» **EXTRACT TO READ**
++++

Brought to you by Blue Jeans Cable

A lot of discussion of quality cables focuses on the materials used in cable construction. Just as with any physical product, the materials cables are made out of influence their performance characteristics, and so people want to know that the cables they're buying are made from the best possible materials.

Many high-priced cables are made with materials for which special claims of high performance are made. The most common among these are silver instead of or in addition to copper, "oxygen-free" copper, and Teflon. We'll address each of these in turn and explain what they are, what their characteristics are, and whether they make sense for particular applications.

Initially, it's perhaps helpful to point out that professional cables of the highest quality are routinely made without resort to any strange, exotic or expensive materials. If you look inside a typical audio or video production facility, you won't find it wired with silver-plated cables, oxygen-free copper cables, or (except, as we'll explain, in limited circumstances) Teflon-insulated cables. Broadcast studio engineers--people whose livelihood depends on the signal getting through with the lowest possible distortion and losses--rely on cables from companies like Belden and Canare, made with ordinary high-quality materials. People who spend millions of dollars on high-definition studio gear rely on these cables not because they're out to save a buck at the cost of quality, but because they are looking for the best possible product.

Let's take a look at some of these materials and consider how they bear on quality cable construction.

Silver vs Copper Cables YouTube Discussion

Silver or Silver-Plated Cables

Broadcast-quality cables are generally made with copper conductors; but it's not uncommon, in the consumer a/v market, to run into cables made with silver, or silver-plated copper, conductors. Why is this?

There is one respect in which silver is a better material for cable construction than copper: it is slightly (about 5%) less resistive (that is, more conductive) than annealed copper. "Resistance" is the property of any material which causes some of the electricity that flows through it to be converted into heat, and it's fair to say that resistance, in cables, is a bad thing--the less the better. All else being equal, lower resistance ought to be a good thing, and therefore one might think that silver would make for a better cable than copper.

That would indeed be so, but there are some other factors to take into account. First, the resistive loss in high-quality copper cables is already extremely small, because copper, though marginally less conductive than silver, is an extremely conductive metal. For example, Belden 1694A's center conductor resistance is 6.4 ohms per thousand feet. In a very long home theater run of 50 feet, then, the resistance of the conductor is 0.32 ohms, representing a minuscule cause of signal loss in a 75 ohm impedance video circuit; a solid silver conductor would drop this resistance by about five percent, resulting in a truly infinitesimal improvement.

++++

» **SHORT PROBLEM 1**
Answer these from the article on cable materials:
(a) Which materials does it name as the most common ones carrying special performance claims?
(b) Which companies make the cables that broadcast studio engineers rely on?
(c) What center conductor resistance does it give for Belden 1694A?
» **SHORT PROBLEM 2**
Write the next part of the article on cable materials, picking up after its final sentence.

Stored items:
++++

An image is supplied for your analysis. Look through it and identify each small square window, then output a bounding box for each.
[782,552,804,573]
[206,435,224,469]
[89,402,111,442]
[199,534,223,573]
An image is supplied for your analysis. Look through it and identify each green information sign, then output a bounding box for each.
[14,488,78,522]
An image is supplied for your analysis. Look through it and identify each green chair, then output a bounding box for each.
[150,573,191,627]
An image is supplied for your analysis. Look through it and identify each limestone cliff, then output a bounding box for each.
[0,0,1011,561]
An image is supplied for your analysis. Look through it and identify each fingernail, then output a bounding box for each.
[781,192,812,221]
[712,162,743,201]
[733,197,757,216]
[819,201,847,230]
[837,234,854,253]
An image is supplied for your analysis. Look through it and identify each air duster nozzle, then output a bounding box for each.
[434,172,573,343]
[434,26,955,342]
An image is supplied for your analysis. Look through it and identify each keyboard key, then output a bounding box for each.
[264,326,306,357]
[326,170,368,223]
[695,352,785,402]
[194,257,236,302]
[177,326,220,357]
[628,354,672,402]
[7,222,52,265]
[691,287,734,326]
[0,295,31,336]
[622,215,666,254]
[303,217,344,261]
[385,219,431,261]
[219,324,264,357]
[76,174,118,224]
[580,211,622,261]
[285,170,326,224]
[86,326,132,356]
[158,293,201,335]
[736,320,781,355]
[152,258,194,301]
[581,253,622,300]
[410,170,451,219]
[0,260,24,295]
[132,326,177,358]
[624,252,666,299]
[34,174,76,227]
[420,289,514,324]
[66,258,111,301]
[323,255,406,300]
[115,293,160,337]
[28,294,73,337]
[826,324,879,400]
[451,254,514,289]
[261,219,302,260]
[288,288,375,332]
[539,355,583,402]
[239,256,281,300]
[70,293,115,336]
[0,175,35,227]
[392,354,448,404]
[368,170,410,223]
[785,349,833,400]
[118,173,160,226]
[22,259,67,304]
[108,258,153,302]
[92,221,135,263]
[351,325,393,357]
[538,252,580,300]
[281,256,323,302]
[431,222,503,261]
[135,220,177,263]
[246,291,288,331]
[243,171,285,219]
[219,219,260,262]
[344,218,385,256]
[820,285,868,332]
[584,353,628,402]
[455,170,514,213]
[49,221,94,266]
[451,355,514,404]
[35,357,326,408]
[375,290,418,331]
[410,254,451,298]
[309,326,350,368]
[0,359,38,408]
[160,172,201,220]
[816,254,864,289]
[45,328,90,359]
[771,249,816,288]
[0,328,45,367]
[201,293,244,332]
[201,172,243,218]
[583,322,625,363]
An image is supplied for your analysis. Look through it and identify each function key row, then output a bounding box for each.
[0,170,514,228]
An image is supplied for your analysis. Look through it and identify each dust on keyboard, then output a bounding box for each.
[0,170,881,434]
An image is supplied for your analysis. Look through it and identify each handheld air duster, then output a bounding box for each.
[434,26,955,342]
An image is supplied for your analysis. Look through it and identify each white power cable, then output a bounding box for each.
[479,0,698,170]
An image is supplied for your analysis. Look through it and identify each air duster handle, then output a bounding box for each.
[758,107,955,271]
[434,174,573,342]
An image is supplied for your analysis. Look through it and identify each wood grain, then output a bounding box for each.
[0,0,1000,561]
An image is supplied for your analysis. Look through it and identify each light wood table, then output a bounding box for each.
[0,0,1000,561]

++++

» **WRITTEN RESPONSE 1**
(a) Silver (instead of or in addition to copper), "oxygen-free" copper, and Teflon.
(b) Belden and Canare.
(c) 6.4 ohms per thousand feet.

» **WRITTEN RESPONSE 2**
This infinitesimal improvement might be worth something under extreme circumstances, all else being equal--but all else is rarely equal. First, silver is a more brittle material than copper, compromising the cable's flex-life. To solve this problem, silver is often plated over a copper wire--diminishing the conductivity benefit. Second, the conductivity benefit, as often as not, is offset by a reduction in wire gauge. Going from an 18 AWG conductor to a 20 AWG conductor, for example, results in an increase in resistance of over 50%; this swamps the conductivity benefit of silver, so that an 18 AWG copper conductor is more conductive, not less, than a 20 AWG silver or silver-plated conductor. When the comparison is between full-sized copper cables and silver-plated mini-coax of tiny gauge, like those one sees in many popular silver cable products, there's no contest; full-sized copper cables are dramatically more conductive, silver or no silver.

Read our Silver Saboteurs article for more information on silver cables.

Oxygen-Free Copper

Many cables today are advertised as using "oxygen-free copper," copper which has been annealed in an oxygen-free atmosphere. OFC is popular in audio cables, and has begun to make inroads into the video cable market as well.

We all know, of course, that oxygen is bad for things made from copper. Copper oxidizes and turns green and flaky; in so doing, it loses its high conductivity and begins to fall apart. But the amount of oxygen present in conventionally annealed, non-OFC copper is so tiny that it simply isn't a factor in cable quality. We have cut into pieces of Belden coaxial cable twenty-five years old that have been used in radio transmission applications--and found them clean and bright, completely lacking any sign of oxidation. Modern coax is better still, with nitrogen-injected foam dielectrics that keep oxygen entirely away from the center conductor.

As it is with silver, there's nothing wrong with OFC; but electrically speaking, OFC wire is indistinguishable in audio and video applications from ordinary annealed copper wire.

Teflon Dielectrics and Insulation

Teflon is a special case, in one interesting sense: while audio and video cables made with silver or OFC are seldom used by professionals, there are plenty of professional-quality cables made with Teflon, for reasons we'll get to in a moment.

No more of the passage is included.